◆ 引用文 ◆
Iは5年制学校、Aはスーパー超進学校、K、Sは超進学校に進む精鋭だった。

当時のこの4人を思い出してこれを書いているけど、中学生とは思えない懐の深さ、人間性だ。自分で精いっぱいでおかしくないのに、「人に教えてると自分の復習になるんだよ」と言って私が「本当にわかる」まで教えてくれた。

主に数学と化学を教えてもらった。英語はあまりにも時間に余裕がなく、文法は無視、単語を覚えることを課せられた。

自習時間は4人に支えられ、放課後は先生に支えられた。

私が少しできるようになると、みんなが喜んでくれた。それは私にとって不思議な経験で、知らない感情だった。できなかった時には感じなかった、恥ずかしい気持ちになった。だけど嬉しくもなった。この時、Eのことを思い出していた。Eと同じ中学校に行ってたら、私は中学校でも数学を楽しんだかもしれない。もしかしたら進学校を目指すような中学生になってたかもしれない。

だけど、違う中学校に行っていたら、この4人とは出会えてなかったんだ。

 

4人のノートはみんなそれぞれ書き方が違っていた。

それに気づいたのは、プリント問題をしている時に、教科書や過去のノートを参照にして教えてもらっている時だ。

「明日1学期の時のノート持ってきてくれる?」と言われて「持ってない」と言った私に、みんなが自分のノートを持ってきて見せてくれた。

私は先生の書いた黒板の文字をそっくりそのまま写していたけど、4人はそんなことしてなかった。ノートを縦に2分割、3分割に線を引き、矢印や○、四角で文字を並べ、教科書に載ってる部分の板書はしておらず、P○○参照、と書いてあるだけで、あとは黒板を見ている限り、無かったはずの文章や式がそこにはあり、私が5色くらい駆使してカラフルに仕上げたノートとは違い、4人全員2色しか(黒、赤)使ってなかった。

◆ データセット ◆
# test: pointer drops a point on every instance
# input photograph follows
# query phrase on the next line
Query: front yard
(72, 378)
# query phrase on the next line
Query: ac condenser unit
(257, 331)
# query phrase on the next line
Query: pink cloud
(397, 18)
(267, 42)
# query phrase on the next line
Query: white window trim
* * *
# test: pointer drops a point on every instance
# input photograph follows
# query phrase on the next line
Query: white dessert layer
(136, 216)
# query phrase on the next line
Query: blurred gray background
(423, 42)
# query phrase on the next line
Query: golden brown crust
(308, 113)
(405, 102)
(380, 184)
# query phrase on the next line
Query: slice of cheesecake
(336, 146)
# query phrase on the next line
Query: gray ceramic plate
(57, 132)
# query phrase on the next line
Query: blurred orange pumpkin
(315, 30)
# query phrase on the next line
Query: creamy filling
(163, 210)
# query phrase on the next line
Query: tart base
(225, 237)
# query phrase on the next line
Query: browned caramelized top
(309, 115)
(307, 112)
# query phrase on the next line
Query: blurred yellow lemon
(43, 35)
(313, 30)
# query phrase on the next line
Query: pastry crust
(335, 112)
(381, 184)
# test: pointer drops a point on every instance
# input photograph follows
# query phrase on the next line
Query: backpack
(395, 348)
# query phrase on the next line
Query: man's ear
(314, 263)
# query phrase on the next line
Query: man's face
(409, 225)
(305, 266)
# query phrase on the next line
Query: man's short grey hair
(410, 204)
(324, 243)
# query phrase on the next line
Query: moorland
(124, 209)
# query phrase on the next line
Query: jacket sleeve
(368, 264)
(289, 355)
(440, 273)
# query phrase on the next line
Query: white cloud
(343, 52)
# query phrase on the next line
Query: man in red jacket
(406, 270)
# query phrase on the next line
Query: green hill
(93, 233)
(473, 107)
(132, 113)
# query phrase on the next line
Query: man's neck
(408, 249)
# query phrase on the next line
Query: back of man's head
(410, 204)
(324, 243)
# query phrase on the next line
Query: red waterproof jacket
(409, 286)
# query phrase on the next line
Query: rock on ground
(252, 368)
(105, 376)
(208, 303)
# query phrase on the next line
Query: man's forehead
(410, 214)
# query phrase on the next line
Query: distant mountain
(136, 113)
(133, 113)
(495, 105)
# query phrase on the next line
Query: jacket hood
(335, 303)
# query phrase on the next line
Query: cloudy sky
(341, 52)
---
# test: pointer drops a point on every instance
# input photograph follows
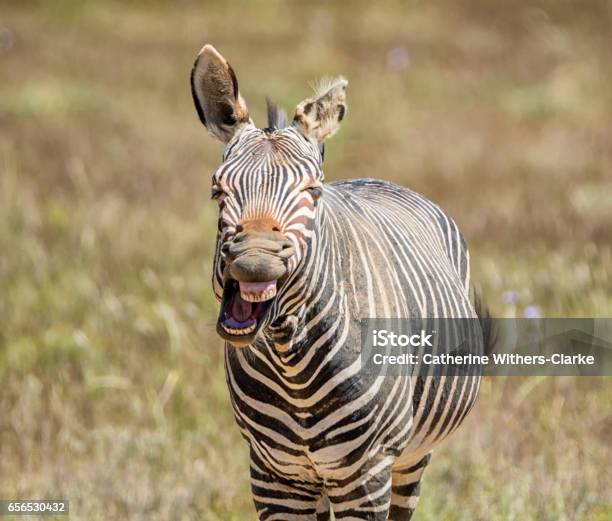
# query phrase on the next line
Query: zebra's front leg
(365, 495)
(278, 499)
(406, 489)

◆ 問題の指示 ◆
1. 引用文の一文「4人のノートはみんなそれぞれ書き方が違っていた。」を英語に訳しなさい。
2. 引用文のうち「Iは5年制学校、Aはスーパー超進学校、K、Sは超進学校に進む精鋭だった。」から「学生になってたかもしれない。」までを一字も変えずに書き出しなさい。

◆ 解答 ◆
1. The four of them each had their own way of writing their notes.

2.
Iは5年制学校、Aはスーパー超進学校、K、Sは超進学校に進む精鋭だった。

当時のこの4人を思い出してこれを書いているけど、中学生とは思えない懐の深さ、人間性だ。自分で精いっぱいでおかしくないのに、「人に教えてると自分の復習になるんだよ」と言って私が「本当にわかる」まで教えてくれた。

主に数学と化学を教えてもらった。英語はあまりにも時間に余裕がなく、文法は無視、単語を覚えることを課せられた。

自習時間は4人に支えられ、放課後は先生に支えられた。

私が少しできるようになると、みんなが喜んでくれた。それは私にとって不思議な経験で、知らない感情だった。できなかった時には感じなかった、恥ずかしい気持ちになった。だけど嬉しくもなった。この時、Eのことを思い出していた。Eと同じ中学校に行ってたら、私は中学校でも数学を楽しんだかもしれない。もしかしたら進学校を目指すような中学生になってたかもしれない。